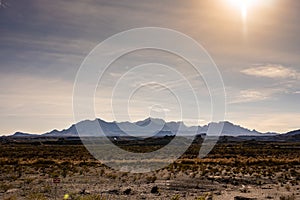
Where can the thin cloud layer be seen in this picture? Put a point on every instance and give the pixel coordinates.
(271, 71)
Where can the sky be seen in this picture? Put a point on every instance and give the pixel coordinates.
(256, 47)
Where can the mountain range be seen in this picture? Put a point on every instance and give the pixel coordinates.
(149, 127)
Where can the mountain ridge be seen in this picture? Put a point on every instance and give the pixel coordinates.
(145, 127)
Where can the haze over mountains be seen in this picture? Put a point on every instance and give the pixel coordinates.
(147, 128)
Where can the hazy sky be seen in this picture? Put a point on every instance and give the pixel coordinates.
(43, 43)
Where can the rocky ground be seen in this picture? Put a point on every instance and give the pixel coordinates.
(27, 172)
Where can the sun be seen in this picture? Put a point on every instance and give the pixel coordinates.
(244, 5)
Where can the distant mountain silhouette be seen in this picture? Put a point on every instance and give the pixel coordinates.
(148, 127)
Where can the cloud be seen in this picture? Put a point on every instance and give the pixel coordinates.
(271, 71)
(250, 95)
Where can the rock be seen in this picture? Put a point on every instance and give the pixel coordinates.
(244, 198)
(13, 190)
(127, 191)
(154, 190)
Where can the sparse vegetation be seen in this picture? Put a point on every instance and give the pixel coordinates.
(27, 171)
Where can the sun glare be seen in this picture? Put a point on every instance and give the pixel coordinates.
(243, 6)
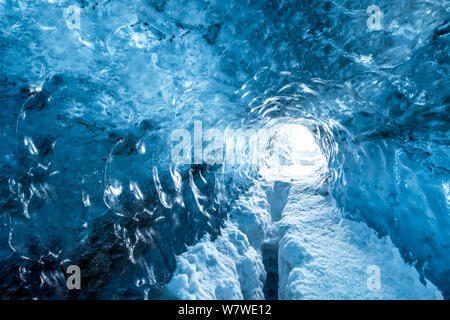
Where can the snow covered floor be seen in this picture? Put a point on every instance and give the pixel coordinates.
(324, 257)
(320, 256)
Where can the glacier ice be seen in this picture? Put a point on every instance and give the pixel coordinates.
(91, 91)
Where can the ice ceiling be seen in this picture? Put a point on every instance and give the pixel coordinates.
(89, 103)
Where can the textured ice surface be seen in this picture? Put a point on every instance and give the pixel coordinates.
(88, 107)
(324, 257)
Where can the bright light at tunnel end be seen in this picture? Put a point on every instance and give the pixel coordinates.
(280, 152)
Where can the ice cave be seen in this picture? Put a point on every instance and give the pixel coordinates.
(239, 149)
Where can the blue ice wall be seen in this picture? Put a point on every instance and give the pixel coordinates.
(88, 107)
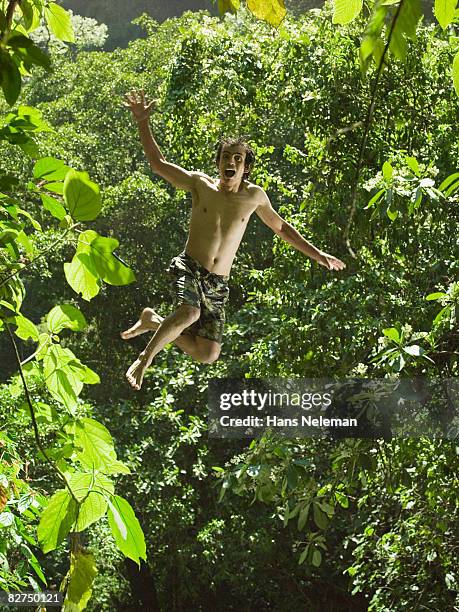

◆ ◆ ◆ ◆ ◆

_Task to complete_
Can you copy out every one of the records above word for word, omitting the pictures?

_Final answer_
Where can the thin cloud layer be seen in this picture? Put a point on every instance and give the pixel coordinates.
(271, 71)
Where can the sky be seen in this picture? Put a point on every instance and give the pixel coordinates.
(256, 47)
Where can the mountain range be seen in this picture? Put a point on every instance and give the pixel coordinates.
(149, 127)
Where can the mountain ridge be seen in this picture? Put a point on every instance and give the pixel coordinates.
(145, 127)
Where can the haze over mountains be seen in this picture? Put a point on every instance and give the pixel coordinates.
(147, 128)
Where can the hazy sky be seen in this picture? Put a point on every instance and give the pixel coordinates.
(43, 43)
Where can the rocky ground be seen in this picture? Put a point on every instance and give the pixel coordinates.
(27, 172)
Where can the sun be seen in this picture? Put a point on every instance and give the pixel coordinates.
(244, 5)
Where can the distant mountain silhouette be seen in this picture? Put a point on every instance and give the pixel coordinates.
(148, 127)
Where can the cloud be seen in this picture? Put a point on every instance and give the pixel coordinates.
(271, 71)
(250, 95)
Where can the rock be seen in this picture? Put a point on every instance and give the pixel coordinates.
(244, 198)
(13, 190)
(127, 191)
(154, 190)
Where can the sparse vegetation be seen in this picture? Put a point on every instance and give the pixel coordinates.
(27, 171)
Where can the sun glare be seen in this picture? Put a point on every instance and give the pixel coordinates.
(243, 6)
Where can the snow covered floor be seen in this picture? Put a point on every instance and give the pixel coordinates.
(324, 257)
(320, 256)
Where can the glacier ice be seen in this picture? Put a point on every instance and give the pixel coordinates.
(91, 91)
Where can the ice ceiling be seen in this picture? Put a point on every instance and give the pixel coordinates.
(89, 103)
Where can the textured ice surface be seen in this picture? Put a point on every instance and give the pixel coordinates.
(88, 107)
(324, 257)
Where can the bright light at tunnel end be seen in this picture? Put a point on every instance and give the pixel coordinates.
(280, 152)
Where can the ice cave be seen in this picture? Put a point on every instance and give the pixel coordinates.
(239, 149)
Where can the blue ice wall be seen in this picture? Put a point on every instance and give the pixel coordinates.
(88, 107)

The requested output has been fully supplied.